Text block:
■ ■ ■

DOI: 10.1103/PhysRevB.98.195443 DOI Help

Authors: Jiaqi Cai (Westfälische Wilhelms-Universität Münster; Universität zu Köln; Universität Siegen) , Wouter Jolie (Universität zu Köln) , Caio C. Silva (Westfälische Wilhelms-Universität Münster; Universität zu Köln) , Marin Petrović (Center of Excellence for Advanced Materials and Sensing Devices, Institute of Physics, Croatia) , Christoph Schlueter (Diamond Light Source) , Thomas Michely (Universität zu Köln) , Marko Kralj (Center of Excellence for Advanced Materials and Sensing Devices, Institute of Physics, Croatia) , Tien-lin Lee (Diamond Light Source) , Carsten Busse (Westfälische Wilhelms-Universität Münster; Universität zu Köln; Universität Siegen)
Co-authored by industrial partner: No

Type: Journal Paper
Journal: Physical Review B , VOL 98

State: Published (Approved)

■ ■ ■

Given data:
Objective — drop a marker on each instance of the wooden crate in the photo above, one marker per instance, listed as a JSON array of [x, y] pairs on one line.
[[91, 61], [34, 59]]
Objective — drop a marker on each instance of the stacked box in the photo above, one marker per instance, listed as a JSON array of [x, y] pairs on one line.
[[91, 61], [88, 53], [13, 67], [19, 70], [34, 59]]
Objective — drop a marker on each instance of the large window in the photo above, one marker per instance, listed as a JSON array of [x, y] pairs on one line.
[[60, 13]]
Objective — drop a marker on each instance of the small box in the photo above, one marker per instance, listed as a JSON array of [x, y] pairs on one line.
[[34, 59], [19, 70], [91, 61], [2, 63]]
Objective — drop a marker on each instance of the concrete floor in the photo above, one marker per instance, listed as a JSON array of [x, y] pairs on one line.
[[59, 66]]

■ ■ ■

Required tasks:
1. In the publication record, what journal and volume is the paper in?
2. Using the publication record, say whether each statement agrees with it, answering yes or no and quoting the deciding words: (a) An industrial partner co-authored the paper. (b) Thomas Michely is listed with Universität zu Köln. (c) The paper's state is given as published and approved.
3. From the publication record, pull out the passage starting at "DOI: 10.1103/PhysRevB.98.195443 DOI" and ending at "State: Published (Approved)".
Work only from the publication record, not the data.

Task results:
1. Physical Review B, volume 98.

2.
(a) No: "Co-authored by industrial partner: No"
(b) Yes: "Thomas Michely (Universität zu Köln)"
(c) Yes: "State: Published (Approved)"

3.
DOI: 10.1103/PhysRevB.98.195443 DOI Help

Authors: Jiaqi Cai (Westfälische Wilhelms-Universität Münster; Universität zu Köln; Universität Siegen) , Wouter Jolie (Universität zu Köln) , Caio C. Silva (Westfälische Wilhelms-Universität Münster; Universität zu Köln) , Marin Petrović (Center of Excellence for Advanced Materials and Sensing Devices, Institute of Physics, Croatia) , Christoph Schlueter (Diamond Light Source) , Thomas Michely (Universität zu Köln) , Marko Kralj (Center of Excellence for Advanced Materials and Sensing Devices, Institute of Physics, Croatia) , Tien-lin Lee (Diamond Light Source) , Carsten Busse (Westfälische Wilhelms-Universität Münster; Universität zu Köln; Universität Siegen)
Co-authored by industrial partner: No

Type: Journal Paper
Journal: Physical Review B , VOL 98

State: Published (Approved)